DOCUMENT EXTRACT:
*****

Our results corroborate previous findings demonstrating significant relationships between the AMO and the 2005 and 2010 drought-mediated rainfall shortage27, 28, which led to consequent increases of fire incidence in Amazonia. Interestingly, the 2015 drought emerged from a more complex combination of positive anomalies in the three main oceanic modes analyzed here. The temporal and spatial pattern of rainfall anomalies in Amazonia during 2015 was a result of a simultaneous development of anomalous warming of the equatorial and eastern tropical north Pacific and tropical north Atlantic oceans, as measured by MEI21, PDO22 and AMO19, 20 indices. This configuration was responsible for changes in large-scale atmospheric circulation patterns associated to the Hadley Cell and Walker Circulation29, with subsidence over Amazonia resulting in below-average rainfall during the summer-fall season of 2015.

According to our analysis of the three major Amazonian droughts, the 2015 event was the most extreme of the 21st century30. Most strikingly, unlike the 2005 and 2010 droughts, fires associated with the 2015 drought extended beyond the Arc of Deforestation (Supplementary Fig. 2), impacting areas in central Amazonia barely affected by fires in the past. Our results emphasize the fact that in a hotter and drier future, large swaths of the Amazon, distant from the main deforestation epicentres, may burn.

Currently, peaks in active fire detection are more strongly related to extreme drought events than to deforestation, as used to be the case5. This is confirmed by the progressive temporal decoupling between fire occurrence and deforestation activities31. Deforestation is clearly losing its explanatory power over the variance of the absolute number of fire detections, with this relationship gradually degrading from the first to the third PPCDAm phase (Supplementary Fig. 3).

*****

DATASET ROWS:
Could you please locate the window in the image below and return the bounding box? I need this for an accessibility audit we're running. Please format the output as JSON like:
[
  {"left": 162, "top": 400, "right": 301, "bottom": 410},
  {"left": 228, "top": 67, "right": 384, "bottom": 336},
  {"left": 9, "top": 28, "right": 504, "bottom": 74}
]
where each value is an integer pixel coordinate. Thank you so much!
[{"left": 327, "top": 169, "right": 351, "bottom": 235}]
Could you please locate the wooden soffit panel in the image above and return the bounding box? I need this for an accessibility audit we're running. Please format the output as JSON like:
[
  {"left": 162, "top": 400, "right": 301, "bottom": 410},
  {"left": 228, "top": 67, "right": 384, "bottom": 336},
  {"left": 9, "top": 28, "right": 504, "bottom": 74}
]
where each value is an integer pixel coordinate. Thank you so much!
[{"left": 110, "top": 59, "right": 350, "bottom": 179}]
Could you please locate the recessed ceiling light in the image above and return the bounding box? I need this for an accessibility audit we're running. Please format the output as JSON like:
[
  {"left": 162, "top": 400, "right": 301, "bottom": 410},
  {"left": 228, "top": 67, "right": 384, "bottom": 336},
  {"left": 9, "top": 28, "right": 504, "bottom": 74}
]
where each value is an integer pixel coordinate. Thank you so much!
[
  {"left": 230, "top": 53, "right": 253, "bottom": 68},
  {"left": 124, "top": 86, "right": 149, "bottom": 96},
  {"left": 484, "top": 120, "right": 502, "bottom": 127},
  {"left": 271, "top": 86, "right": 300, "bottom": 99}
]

*****

WHAT TO DO:
1. According to the passage on Amazonian drought and fire, which of the three major droughts was the most extreme of the 21st century?
2. Resume the passage on Amazonian drought and fire from its final sentence.
The entries are separate from the passage on Amazonian drought and fire.

TASK-BY-TASK OUTPUTS:
1. The 2015 drought.

2.
The observed disassociation between deforestation and active fire incidence can be related to increased fire incidence in either (i) already deforested land covered by pastures (with no net impact on the atmospheric C burden) or (ii) forested areas dominated by woody vegetation. Our analysis showing that the amount of CO emitted per fire count is temporally stable indicates that it is unlikely that C emissions are primarily related to fires in pastures. This is supported by the fact that a shift in dominance from deforestation fires to pasture fires, through time, would lead to a reduction in the CO concentration per fire count. This is expected because emissions from the combustion of pasture grasses produces 10 times less C per burned area than the combustion of woody material32.

Using an independent data set of burned area mapped during 2008–2012, we further show that 95% of the variance in the MOPITT-derived CO concentration was explained by the total area of understory old-growth plus secondary forest fires (F = 56.4, p = 0.005), while a non-significant relationship was found between MOPITT-derived CO concentration and PRODES-derived deforested area. These results support our expectation that areas other than monitored deforested land by PRODES are increasingly burning during extreme droughts.

We suggest that the Brazilian Amazon may be entering a new land use and land cover change phase in which a decoupling between fire-related and deforestation carbon emissions, driven by recurrent 21st century droughts, can undermine the Brazilian achievement of reducing emissions from deforestation. If this new arrangement persists through time, reported national CO2 emission levels26 to the United Nations Framework Convention on Climate Change (UNFCCC) is expected to be underrated if CO2 emission estimates do not account for non-deforestation fires, especially the forest fires examined in this study.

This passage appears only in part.